_What is required_. Print each entry below precisely as it reads.

##### Data to use #####

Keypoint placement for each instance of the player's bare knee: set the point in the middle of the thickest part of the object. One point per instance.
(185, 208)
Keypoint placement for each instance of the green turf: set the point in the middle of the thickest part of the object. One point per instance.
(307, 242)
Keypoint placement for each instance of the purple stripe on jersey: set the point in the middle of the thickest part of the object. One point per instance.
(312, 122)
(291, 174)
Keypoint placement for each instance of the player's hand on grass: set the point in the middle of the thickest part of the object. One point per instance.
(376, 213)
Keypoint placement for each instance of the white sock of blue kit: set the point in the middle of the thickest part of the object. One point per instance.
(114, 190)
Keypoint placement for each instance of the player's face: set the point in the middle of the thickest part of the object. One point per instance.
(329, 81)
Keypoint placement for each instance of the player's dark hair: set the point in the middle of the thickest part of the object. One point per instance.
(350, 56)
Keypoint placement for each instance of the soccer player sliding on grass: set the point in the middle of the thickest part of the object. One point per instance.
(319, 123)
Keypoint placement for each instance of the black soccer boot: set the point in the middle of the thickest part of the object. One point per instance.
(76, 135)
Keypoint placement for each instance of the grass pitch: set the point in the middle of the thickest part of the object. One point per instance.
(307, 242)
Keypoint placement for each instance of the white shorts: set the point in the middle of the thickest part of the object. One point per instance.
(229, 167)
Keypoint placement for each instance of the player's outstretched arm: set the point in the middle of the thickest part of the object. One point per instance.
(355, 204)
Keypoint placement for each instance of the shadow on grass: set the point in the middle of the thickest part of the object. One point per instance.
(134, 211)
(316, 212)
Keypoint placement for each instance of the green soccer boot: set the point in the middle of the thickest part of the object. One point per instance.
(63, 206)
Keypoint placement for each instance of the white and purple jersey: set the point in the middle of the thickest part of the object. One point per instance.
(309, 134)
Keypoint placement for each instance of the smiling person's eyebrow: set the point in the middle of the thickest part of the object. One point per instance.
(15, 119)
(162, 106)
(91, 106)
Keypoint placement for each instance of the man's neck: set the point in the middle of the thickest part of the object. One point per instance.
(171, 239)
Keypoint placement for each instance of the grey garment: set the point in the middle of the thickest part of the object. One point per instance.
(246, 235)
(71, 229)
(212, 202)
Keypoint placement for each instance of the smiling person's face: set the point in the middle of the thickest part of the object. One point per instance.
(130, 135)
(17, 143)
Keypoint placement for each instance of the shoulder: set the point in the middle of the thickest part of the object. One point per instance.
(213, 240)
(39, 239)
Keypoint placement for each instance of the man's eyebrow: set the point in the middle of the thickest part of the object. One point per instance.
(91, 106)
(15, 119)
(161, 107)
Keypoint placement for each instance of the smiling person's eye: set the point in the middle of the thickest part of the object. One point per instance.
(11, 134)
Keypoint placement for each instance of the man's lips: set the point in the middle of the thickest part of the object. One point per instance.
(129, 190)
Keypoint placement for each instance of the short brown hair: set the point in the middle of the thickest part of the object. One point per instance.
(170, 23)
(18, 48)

#####

_Answer to the exercise_.
Keypoint placement for each instance of the player's bare knee: set the point in the middle of the thickest part of the object. One point per instance.
(185, 208)
Keypoint placement for each instance of the green turf: set the point in the middle of the thickest part of the object. One point per instance.
(307, 242)
Keypoint placement for each instance of the purple stripe on jersey: set the point in the middle of the thickest part of the object. One point per instance.
(312, 122)
(291, 174)
Keypoint placement for each instance of the player's hand on grass: set the point in the middle of the thickest part of the object. One point per instance.
(376, 213)
Keypoint placement for each instance of the white sock of blue kit: set the point in the middle of the thickest part of the object. One point per instance.
(114, 190)
Keypoint placement for each instance of the player's face: set the point in the middle of the thickest part of the object. One point per instance.
(329, 81)
Keypoint placement for each instance of the player's dark hair: set the point in the middle of the thickest part of the object. One point per instance.
(350, 56)
Keypoint placement for each instance of the soccer player sliding on grass: set the point in the middle of the thickest part of the object. One point per instance.
(319, 123)
Keypoint placement for each instance of the black soccer boot: set the point in the middle of the thickest part of the object. One point per instance.
(76, 135)
Keypoint placement for each instance of the grass pitch: set the point in the middle of the thickest part of the object. One point per instance.
(307, 242)
Keypoint placement for each instance of the white shorts: set the point in the middle of the thickest part of the object. One point per instance.
(229, 167)
Keypoint placement for each instance of the player's outstretched arm: set the point in the middle of the thickest part of the object. One point per instance.
(355, 204)
Keypoint placement for each instance of the shadow on grass: set the point in the middle of the thickest part of the object. One point per instance.
(134, 211)
(316, 212)
Keypoint placement for each instance of the green soccer boot: set the point in the middle of the thickest part of the object. One point per instance.
(63, 206)
Keypoint placement for each instance of the white and purple jersey: set the point in the middle of the thickest part of the object. One point per instance.
(309, 134)
Keypoint placement for each instance of the smiling person's eyebrow: set the point in the middle of the thickest part of the object. One point per instance.
(15, 119)
(162, 106)
(91, 106)
Keypoint placement for each instance of the man's neck: set the point in the middle of the thickest part of the object. One point per instance.
(171, 239)
Keypoint placement for each instance of the grey garment: set the point in the middle of the thickest part of the object. One point per instance.
(246, 235)
(71, 229)
(212, 202)
Keypoint placement for each instance of the smiling person's face: set the point in the middle of the thickest part of the object. One point per instance.
(130, 135)
(17, 143)
Keypoint placement for each instance of the shoulder: set the point in the middle of the thickest part of the object. One point per instance.
(213, 240)
(39, 239)
Keypoint placement for each instance of the man's eyebrow: set the point in the middle of the thickest part of the object. One point per instance.
(91, 106)
(15, 119)
(161, 107)
Keypoint placement for each instance of the smiling person's eye: set the point in the middle of the thickest part of the object. One point per instance.
(11, 134)
Keypoint placement for each instance of the man's lips: set the point in the middle of the thickest part of the object. One point per instance.
(129, 190)
Keypoint placement for each instance of the short brown hair: set the point in the middle of the thickest part of the object. One point per instance.
(170, 23)
(18, 48)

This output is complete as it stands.